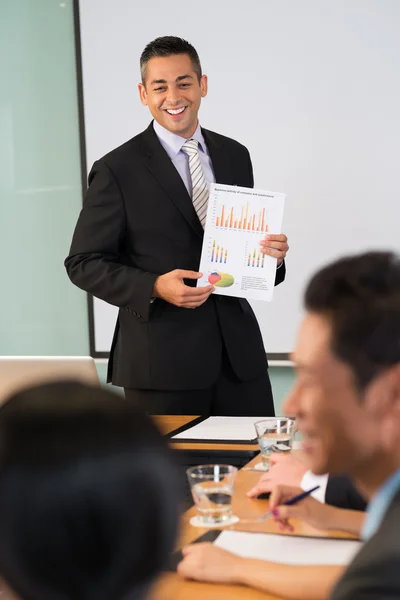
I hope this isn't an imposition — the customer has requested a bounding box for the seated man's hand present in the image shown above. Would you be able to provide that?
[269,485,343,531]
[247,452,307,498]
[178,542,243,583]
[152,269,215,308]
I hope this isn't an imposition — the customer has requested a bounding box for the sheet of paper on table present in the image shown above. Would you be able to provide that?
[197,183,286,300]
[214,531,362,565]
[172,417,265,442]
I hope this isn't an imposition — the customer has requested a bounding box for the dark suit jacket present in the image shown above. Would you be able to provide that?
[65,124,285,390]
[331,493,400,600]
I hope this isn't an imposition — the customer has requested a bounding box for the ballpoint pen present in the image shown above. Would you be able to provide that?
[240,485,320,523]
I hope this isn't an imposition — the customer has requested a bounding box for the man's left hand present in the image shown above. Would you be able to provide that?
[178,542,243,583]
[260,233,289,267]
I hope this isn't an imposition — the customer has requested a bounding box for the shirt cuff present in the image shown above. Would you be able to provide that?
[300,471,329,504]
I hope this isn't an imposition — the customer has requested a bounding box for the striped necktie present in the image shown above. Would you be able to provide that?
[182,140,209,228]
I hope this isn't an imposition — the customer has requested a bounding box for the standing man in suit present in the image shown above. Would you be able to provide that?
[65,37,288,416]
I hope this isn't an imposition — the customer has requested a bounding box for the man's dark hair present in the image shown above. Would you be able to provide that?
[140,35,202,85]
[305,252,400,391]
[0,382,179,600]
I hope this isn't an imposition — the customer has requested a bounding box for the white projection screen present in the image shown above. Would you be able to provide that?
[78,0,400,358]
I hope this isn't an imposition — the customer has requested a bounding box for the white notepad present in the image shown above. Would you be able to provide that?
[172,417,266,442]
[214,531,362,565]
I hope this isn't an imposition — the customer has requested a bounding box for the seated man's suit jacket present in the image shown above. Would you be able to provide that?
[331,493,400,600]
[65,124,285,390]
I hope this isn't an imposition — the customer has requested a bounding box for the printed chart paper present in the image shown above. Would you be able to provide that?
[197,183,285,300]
——————
Switch "customer" to "client" in the part that opens with the line containing "for the ballpoint" and closes with the line containing "[182,140,209,228]", and write out only those lines with nothing else changed.

**Expected output**
I hope this isn't an imposition — the client has requested a bounding box for the ballpoint pen present in the image shown above. Would you be able to provide that?
[240,485,320,523]
I hope this isn't an imposition — the client has requested a bounding box for the man's left hand present in the image shown above. Would you be able to provide that?
[178,542,243,583]
[260,233,289,267]
I hope this isn't an imposition — the client has requested a bounding box for the shirt cuff present in the image shown above. Would you be able to provide that?
[300,471,329,504]
I hope this isn't an imposition — the client has requested a bounding box for the striped necktie present in the image shown above. Would you be able to provide that?
[182,140,209,228]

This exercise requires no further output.